Job
Lines before the one containing "Labeling batch C. For the image above, tag the fedex cargo" are excluded; retype that line and all remaining lines of the material exactly.

Raw records

□ □ □ □

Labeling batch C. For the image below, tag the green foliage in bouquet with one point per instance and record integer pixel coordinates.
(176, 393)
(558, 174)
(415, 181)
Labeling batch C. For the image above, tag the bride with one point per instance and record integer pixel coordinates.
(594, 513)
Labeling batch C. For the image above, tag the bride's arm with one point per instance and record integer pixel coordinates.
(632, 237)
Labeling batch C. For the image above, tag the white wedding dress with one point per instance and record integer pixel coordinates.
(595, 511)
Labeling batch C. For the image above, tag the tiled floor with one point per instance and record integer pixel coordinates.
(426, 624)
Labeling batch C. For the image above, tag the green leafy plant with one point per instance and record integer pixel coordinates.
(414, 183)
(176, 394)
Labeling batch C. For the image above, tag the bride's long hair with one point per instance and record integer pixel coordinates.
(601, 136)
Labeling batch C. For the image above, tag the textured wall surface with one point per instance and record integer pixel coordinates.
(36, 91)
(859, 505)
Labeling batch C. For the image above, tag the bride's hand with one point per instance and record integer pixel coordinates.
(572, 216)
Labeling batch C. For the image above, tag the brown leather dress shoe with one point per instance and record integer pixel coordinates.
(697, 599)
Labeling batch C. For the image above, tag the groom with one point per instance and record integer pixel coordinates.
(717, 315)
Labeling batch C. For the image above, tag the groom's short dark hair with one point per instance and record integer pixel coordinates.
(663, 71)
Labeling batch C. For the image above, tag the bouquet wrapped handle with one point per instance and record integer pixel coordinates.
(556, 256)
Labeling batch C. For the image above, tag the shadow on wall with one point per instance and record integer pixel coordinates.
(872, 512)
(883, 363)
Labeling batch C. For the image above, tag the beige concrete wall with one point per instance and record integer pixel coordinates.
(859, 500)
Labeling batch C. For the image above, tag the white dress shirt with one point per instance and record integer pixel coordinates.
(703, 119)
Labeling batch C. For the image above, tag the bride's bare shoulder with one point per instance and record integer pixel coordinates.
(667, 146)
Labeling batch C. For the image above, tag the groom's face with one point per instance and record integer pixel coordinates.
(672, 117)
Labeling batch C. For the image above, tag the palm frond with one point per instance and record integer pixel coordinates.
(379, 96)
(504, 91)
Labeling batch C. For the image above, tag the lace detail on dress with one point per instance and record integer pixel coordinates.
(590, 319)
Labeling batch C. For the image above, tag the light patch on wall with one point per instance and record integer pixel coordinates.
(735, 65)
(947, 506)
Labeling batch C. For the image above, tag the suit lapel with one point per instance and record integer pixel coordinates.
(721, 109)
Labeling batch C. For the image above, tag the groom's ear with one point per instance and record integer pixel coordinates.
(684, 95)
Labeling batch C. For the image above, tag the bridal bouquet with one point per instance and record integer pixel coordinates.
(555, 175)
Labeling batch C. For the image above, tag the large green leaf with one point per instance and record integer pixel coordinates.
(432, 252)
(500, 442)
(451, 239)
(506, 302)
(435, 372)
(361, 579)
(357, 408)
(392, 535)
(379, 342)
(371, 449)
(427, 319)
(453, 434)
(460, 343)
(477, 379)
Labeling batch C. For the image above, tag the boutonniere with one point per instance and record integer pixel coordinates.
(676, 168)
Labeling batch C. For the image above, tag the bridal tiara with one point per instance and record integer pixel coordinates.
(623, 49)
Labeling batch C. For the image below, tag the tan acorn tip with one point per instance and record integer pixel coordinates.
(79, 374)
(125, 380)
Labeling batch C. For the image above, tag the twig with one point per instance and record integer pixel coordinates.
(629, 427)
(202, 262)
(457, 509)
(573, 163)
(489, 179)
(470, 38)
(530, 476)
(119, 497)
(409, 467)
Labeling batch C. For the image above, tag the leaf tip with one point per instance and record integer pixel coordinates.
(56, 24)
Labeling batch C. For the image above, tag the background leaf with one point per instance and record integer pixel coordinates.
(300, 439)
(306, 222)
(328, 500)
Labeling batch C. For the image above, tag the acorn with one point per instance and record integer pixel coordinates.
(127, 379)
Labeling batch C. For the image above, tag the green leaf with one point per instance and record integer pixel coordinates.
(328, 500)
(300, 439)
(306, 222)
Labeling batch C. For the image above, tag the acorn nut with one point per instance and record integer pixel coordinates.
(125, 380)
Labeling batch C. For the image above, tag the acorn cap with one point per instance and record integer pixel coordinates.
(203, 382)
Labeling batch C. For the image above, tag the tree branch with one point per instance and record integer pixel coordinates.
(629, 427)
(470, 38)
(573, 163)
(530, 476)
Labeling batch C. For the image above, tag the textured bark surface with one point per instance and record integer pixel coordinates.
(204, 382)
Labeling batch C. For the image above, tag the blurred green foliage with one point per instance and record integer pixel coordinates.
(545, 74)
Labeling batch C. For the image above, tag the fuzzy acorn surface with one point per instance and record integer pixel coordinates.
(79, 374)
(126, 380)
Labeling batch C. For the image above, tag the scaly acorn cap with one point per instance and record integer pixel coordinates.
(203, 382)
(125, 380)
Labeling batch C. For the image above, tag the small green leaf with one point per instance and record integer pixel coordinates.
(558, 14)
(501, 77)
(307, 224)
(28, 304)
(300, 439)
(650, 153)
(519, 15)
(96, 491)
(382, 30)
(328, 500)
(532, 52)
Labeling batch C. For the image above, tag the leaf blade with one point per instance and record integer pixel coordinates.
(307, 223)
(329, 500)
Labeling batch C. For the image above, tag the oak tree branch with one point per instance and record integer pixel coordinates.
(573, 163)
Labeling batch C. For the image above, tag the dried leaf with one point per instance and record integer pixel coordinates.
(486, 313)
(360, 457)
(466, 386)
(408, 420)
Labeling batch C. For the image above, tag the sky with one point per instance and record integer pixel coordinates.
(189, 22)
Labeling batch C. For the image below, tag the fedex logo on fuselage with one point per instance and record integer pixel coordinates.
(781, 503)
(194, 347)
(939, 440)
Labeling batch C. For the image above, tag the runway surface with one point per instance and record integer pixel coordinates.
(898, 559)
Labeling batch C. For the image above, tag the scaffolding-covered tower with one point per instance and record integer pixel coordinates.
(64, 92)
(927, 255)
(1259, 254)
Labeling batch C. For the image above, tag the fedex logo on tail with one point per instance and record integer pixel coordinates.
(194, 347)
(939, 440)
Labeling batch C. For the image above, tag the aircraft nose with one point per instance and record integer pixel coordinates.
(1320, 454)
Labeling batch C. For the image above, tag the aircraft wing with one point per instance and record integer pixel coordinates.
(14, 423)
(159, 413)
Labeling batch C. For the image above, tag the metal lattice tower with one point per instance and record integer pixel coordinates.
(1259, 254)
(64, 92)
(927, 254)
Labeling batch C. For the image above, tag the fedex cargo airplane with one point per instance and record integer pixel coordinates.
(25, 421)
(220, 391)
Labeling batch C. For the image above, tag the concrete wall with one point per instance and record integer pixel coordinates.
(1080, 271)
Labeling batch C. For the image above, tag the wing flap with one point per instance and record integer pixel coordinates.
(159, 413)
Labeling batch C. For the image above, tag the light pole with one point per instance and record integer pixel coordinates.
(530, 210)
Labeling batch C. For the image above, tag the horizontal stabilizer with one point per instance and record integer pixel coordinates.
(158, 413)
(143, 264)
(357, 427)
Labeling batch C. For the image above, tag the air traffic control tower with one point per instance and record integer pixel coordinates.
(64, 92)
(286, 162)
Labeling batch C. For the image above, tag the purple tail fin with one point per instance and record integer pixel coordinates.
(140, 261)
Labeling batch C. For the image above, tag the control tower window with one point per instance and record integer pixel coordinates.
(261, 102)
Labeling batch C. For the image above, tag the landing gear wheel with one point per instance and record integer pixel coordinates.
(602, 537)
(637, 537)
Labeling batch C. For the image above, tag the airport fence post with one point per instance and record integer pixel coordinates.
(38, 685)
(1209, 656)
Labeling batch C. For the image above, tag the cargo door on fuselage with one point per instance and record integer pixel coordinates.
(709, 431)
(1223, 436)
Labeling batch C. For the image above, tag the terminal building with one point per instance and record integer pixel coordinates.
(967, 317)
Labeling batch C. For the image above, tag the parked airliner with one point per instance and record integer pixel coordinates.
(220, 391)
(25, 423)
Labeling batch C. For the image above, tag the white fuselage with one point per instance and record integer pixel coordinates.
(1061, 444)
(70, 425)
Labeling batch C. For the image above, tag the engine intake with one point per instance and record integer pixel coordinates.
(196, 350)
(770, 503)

□ □ □ □

Reply
Labeling batch C. For the image above, tag the fedex cargo airplane with one point per instance and record integer pixel coordinates.
(25, 421)
(220, 391)
Labeling batch C. For the image above, tag the concrete wall with one point per instance and record integer pixel coordinates.
(1080, 271)
Labeling batch C. For the image above, tag the wing flap with one point per instance and record integer pixel coordinates.
(159, 413)
Labeling batch C. For the image above, tag the light pole with one point per instance and record integer pixel coordinates.
(530, 210)
Labeling batch C. For the image above, tag the horizontal stabilizer with one point per instance and record integer pixel coordinates.
(158, 413)
(143, 264)
(357, 427)
Labeling batch C. For the image above, tag the air traffic control tower with one point per instance and record integer pixel coordinates.
(64, 92)
(286, 162)
Labeling batch C. For the image above, tag the purple tail fin with one point per instance and record integer pixel coordinates.
(140, 261)
Labeling batch C. For the image above, tag the control tower window with one point per instance and record integer pixel coordinates.
(261, 102)
Labeling batch C. For the image above, tag the landing gear wheel with one point per instance and record integer pixel coordinates.
(602, 537)
(637, 537)
Labeling batch C. For the image above, tag the airport fence post with one point per instance and record integer pixel coordinates.
(38, 685)
(1209, 656)
Labeling batch C. For the image above, tag the cargo door on fuselage with one point per instance and record integer pixel coordinates.
(709, 431)
(1223, 436)
Labeling batch C. For the image above, tag the terminal building with one point per instance and record integer pixel coordinates.
(967, 317)
Labeling batch C. For the image above, tag the parked airliner with one point per instance and record integer pixel coordinates.
(220, 391)
(25, 423)
Labeling batch C. For the image above, tag the white fuselage with one point per instance and record integer pixel coordinates.
(1061, 444)
(70, 425)
Labeling batch C. For the image above, tag the engine intake with one point per instance and record integer pixel coordinates.
(196, 350)
(770, 503)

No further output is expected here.